◆ **Task statement**
Edit all the entries below by replacing every "Reviewer note" with "Annotator note" and changing nothing else, and leave the pictures out of your answer.

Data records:
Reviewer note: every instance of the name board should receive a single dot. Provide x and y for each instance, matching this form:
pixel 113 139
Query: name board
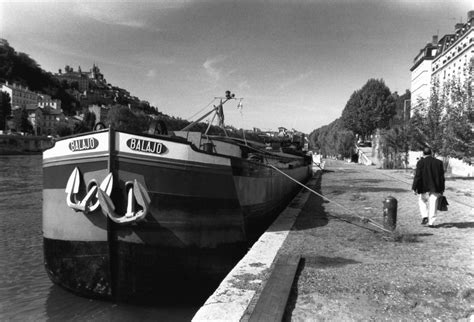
pixel 146 146
pixel 83 144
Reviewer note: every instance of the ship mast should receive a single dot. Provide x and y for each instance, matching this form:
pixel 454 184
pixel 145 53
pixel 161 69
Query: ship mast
pixel 217 110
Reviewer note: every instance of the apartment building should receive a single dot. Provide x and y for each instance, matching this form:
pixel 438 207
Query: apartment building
pixel 449 58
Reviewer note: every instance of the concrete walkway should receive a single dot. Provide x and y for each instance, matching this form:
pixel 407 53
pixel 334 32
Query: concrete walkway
pixel 351 272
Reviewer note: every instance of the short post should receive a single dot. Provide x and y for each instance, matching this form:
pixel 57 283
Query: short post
pixel 390 213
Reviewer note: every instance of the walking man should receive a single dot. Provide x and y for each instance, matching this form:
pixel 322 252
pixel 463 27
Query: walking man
pixel 429 184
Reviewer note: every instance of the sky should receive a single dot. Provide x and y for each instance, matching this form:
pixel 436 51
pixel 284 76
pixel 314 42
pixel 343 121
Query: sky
pixel 295 63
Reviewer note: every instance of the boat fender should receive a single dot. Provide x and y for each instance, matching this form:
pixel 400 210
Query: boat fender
pixel 73 187
pixel 136 194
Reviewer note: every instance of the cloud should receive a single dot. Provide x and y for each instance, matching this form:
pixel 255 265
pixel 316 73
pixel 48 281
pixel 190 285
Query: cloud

◆ **Correct output**
Annotator note: every instance of the name board should receive a single dot. Provide x and y for each instance, matching this form:
pixel 113 139
Query: name board
pixel 146 146
pixel 83 144
Annotator note: every instance of the ship mast should receive a single dot. Provide x and y for each instance, matching this form:
pixel 454 184
pixel 145 53
pixel 161 69
Query: ship mast
pixel 217 110
Annotator note: every instance of the apartment building should receive a single dot. Provide x and y for each instance, matching this form:
pixel 438 207
Query: apartment building
pixel 449 58
Annotator note: every instance of the concrete walkway should receive a single dot. Provide x and y for each instance, matching this form:
pixel 407 53
pixel 334 32
Query: concrete walkway
pixel 351 272
Annotator note: every instance of the short post should receive a single dot. Provide x and y for each instance, matching this form:
pixel 57 283
Query: short post
pixel 390 213
Annotator note: every instance of the walking man should receive a single dot. Provide x and y for each instance, matching this form:
pixel 322 252
pixel 463 27
Query: walking man
pixel 429 184
Annotator note: every instance of the sky should receive a single dot. Provide x and y for each instance, matching this form:
pixel 436 51
pixel 284 76
pixel 314 42
pixel 343 121
Query: sky
pixel 295 63
Annotator note: every instance of the boat fender should receive a single dot. Provide x and y for each instance, matching this form:
pixel 400 210
Query: boat fender
pixel 73 187
pixel 136 194
Annotator note: every instance of the cloud should receive a single dot. Provide x and y for each instance, matching this form:
pixel 255 265
pixel 316 73
pixel 48 281
pixel 190 285
Query: cloud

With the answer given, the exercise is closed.